▶ [수행할 작업] 아래 목록에서 "Mark one point on each instance of the open"라는 문구가 있는 줄로 시작해 "pixel 143 154"라는 문구가 있는 줄로 끝나는 부분을 양 끝 줄까지 포함하여 한 글자도 바꾸지 말고 그대로 출력하세요.

▶ [제공 자료]
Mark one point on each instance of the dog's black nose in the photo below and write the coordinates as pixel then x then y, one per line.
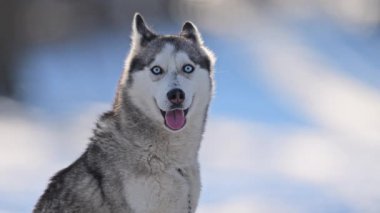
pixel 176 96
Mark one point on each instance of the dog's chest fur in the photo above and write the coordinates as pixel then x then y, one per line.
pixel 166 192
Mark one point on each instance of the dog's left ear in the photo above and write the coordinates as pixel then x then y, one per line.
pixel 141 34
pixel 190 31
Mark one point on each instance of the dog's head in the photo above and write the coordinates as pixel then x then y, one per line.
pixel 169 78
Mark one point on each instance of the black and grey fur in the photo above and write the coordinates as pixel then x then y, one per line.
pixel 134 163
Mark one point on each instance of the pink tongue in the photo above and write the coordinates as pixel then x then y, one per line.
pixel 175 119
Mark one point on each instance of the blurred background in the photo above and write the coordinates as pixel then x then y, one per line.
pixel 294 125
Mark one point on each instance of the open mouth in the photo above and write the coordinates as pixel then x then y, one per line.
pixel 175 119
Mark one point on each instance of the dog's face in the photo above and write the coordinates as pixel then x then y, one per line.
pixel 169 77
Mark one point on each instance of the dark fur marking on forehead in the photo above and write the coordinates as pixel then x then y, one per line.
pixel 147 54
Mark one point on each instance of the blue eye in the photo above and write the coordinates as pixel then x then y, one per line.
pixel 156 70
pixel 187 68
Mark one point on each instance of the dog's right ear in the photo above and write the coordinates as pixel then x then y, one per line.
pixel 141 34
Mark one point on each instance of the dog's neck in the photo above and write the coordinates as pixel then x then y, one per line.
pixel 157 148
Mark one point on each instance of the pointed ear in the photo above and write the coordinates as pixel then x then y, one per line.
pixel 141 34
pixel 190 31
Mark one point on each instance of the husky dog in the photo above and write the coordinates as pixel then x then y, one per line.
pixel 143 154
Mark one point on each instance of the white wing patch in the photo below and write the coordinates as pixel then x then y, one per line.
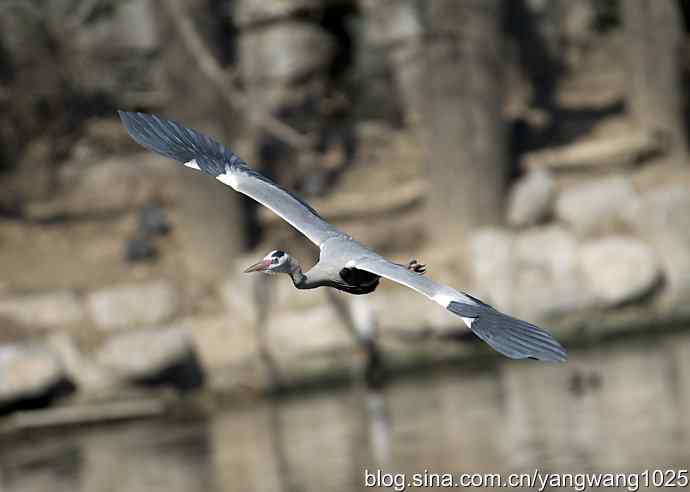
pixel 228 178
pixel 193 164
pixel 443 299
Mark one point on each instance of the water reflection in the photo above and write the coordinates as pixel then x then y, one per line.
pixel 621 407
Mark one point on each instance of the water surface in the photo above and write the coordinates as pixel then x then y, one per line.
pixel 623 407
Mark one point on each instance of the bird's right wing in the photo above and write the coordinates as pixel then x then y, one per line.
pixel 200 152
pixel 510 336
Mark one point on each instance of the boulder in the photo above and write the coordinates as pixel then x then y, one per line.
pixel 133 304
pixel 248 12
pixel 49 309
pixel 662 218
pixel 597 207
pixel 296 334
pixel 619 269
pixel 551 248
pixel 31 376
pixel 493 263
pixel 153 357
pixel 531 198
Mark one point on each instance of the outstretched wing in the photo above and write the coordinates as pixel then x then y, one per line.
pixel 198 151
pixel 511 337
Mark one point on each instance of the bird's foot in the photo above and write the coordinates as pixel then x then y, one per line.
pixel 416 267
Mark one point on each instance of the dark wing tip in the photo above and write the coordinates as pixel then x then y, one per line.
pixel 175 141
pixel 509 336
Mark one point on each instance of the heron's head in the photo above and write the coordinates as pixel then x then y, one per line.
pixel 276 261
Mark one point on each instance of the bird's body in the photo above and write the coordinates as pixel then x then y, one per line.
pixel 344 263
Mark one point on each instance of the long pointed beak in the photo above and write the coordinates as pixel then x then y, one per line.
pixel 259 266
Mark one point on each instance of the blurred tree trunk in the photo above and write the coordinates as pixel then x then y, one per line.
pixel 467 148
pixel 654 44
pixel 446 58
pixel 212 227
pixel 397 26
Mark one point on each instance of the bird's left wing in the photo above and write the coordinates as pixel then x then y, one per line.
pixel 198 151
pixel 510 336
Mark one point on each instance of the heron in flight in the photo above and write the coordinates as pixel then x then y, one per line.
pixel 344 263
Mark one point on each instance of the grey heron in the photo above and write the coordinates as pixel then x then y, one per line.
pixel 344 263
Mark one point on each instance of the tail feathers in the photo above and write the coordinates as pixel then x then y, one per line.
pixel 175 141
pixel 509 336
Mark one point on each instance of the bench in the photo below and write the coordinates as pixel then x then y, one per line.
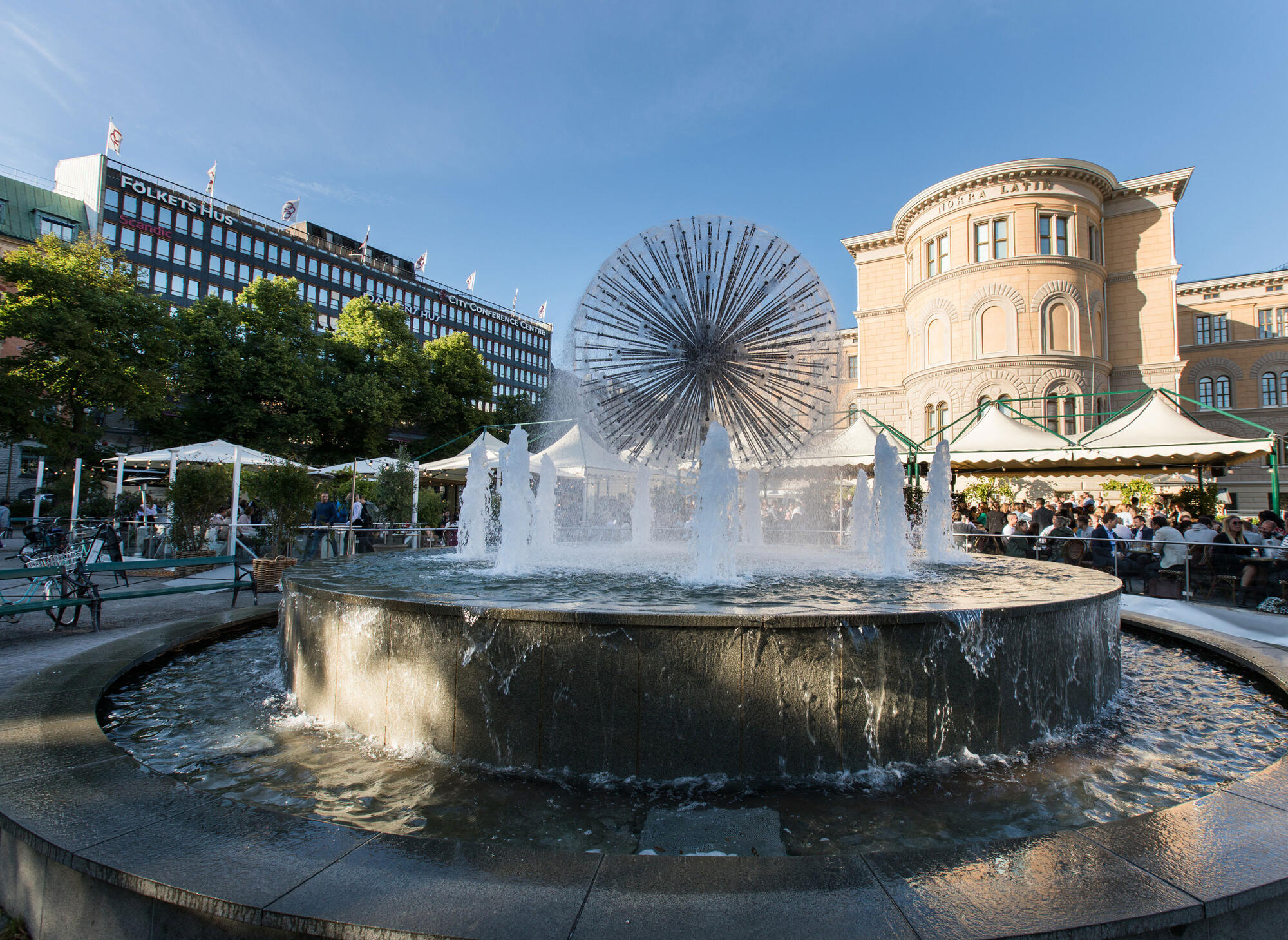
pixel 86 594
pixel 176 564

--

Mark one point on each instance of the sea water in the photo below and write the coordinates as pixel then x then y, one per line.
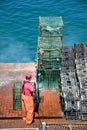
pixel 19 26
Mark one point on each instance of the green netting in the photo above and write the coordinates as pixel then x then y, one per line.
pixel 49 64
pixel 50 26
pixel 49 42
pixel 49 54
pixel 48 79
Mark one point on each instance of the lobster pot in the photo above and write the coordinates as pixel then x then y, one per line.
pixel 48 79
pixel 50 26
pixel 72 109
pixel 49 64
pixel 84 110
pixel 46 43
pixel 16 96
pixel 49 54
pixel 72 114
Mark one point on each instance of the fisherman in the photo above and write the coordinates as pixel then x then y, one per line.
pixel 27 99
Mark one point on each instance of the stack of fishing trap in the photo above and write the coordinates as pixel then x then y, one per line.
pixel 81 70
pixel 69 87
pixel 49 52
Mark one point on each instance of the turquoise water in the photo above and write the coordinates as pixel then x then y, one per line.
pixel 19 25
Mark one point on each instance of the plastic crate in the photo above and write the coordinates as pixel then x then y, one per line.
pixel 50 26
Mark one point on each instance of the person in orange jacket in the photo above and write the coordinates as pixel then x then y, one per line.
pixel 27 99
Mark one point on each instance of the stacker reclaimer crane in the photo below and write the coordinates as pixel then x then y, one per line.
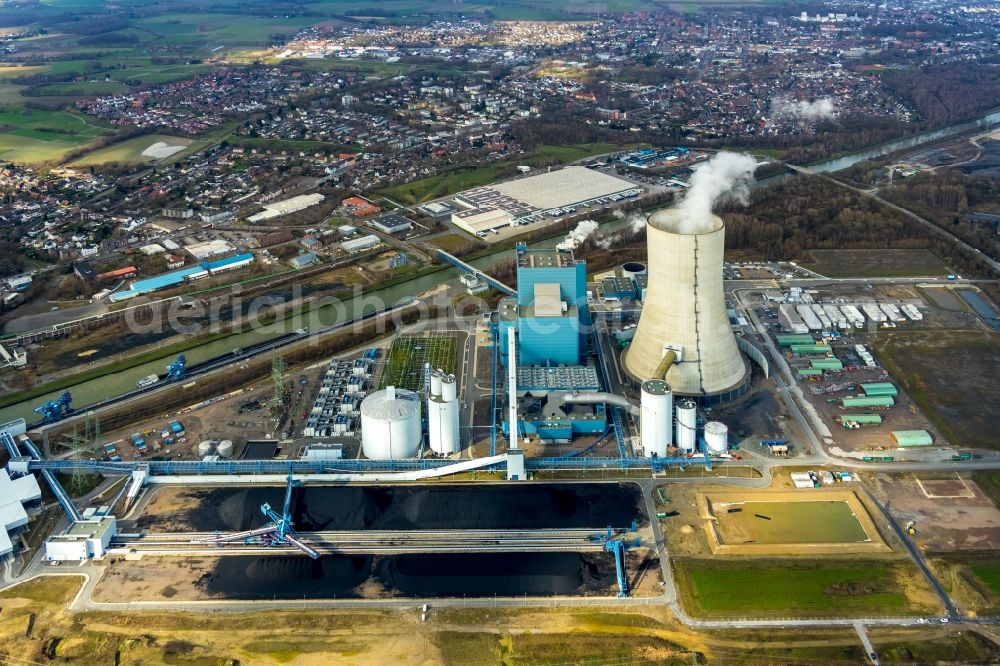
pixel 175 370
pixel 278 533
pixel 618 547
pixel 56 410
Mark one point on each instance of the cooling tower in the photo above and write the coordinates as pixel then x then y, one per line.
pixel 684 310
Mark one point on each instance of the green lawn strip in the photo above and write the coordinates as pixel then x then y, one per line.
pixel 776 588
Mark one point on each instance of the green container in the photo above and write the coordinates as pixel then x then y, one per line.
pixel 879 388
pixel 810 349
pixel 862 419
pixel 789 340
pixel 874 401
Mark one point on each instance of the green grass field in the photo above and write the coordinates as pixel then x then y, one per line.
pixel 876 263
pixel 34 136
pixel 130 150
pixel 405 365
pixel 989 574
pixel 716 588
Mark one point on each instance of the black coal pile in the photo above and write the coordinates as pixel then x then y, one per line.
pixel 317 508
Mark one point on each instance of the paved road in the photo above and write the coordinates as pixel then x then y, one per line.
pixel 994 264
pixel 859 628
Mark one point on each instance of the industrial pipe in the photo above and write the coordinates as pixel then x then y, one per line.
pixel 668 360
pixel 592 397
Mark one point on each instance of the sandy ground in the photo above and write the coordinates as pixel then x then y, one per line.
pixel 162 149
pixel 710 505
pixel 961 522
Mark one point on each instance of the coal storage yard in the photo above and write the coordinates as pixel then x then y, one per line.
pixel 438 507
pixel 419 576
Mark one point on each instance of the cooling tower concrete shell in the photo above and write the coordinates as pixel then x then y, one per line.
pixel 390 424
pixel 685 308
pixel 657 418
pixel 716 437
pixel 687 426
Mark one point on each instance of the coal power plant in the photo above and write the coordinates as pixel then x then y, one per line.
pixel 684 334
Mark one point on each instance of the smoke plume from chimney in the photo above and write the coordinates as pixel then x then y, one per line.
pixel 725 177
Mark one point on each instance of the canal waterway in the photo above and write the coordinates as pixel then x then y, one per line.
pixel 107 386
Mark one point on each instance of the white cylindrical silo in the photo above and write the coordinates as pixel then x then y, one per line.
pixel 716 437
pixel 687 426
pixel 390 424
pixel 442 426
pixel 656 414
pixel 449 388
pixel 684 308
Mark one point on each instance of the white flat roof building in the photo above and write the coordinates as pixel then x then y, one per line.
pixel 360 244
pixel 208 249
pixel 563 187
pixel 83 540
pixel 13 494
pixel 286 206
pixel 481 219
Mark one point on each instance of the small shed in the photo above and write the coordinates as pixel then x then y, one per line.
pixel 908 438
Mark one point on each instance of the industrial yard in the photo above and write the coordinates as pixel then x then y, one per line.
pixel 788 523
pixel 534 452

▶ [작업 답안]
Mark one point on each instance of the open mouth in the photo above and write the coordinates as pixel then x then y, one per line.
pixel 175 119
Mark one point on each instance of the dog's face in the photo above and write the coordinates as pixel then x then y, one per line.
pixel 169 77
Mark one point on each instance of the dark fur marking on forehead in the photo above and write the coordinates as pixel then x then y, one per line.
pixel 147 54
Mark one point on each instance of the blue eye in the photo above and write the coordinates as pixel then x then y, one per line.
pixel 156 70
pixel 187 68
Mark one point on each instance of the dog's right ear in the photo above and write the coordinates as pixel then x then y, one per line.
pixel 141 34
Mark one point on each instance of the dog's neck in the photo above and write the coordinates as pixel then x then y, one per line.
pixel 157 148
Mark one point on each instance of the pointed ear in the photo above and write the coordinates as pixel then x then y, one per line.
pixel 141 34
pixel 190 31
Mark one point on each instance of the husky dog in the photo above and write the coordinates as pixel then x then y, one per line.
pixel 143 154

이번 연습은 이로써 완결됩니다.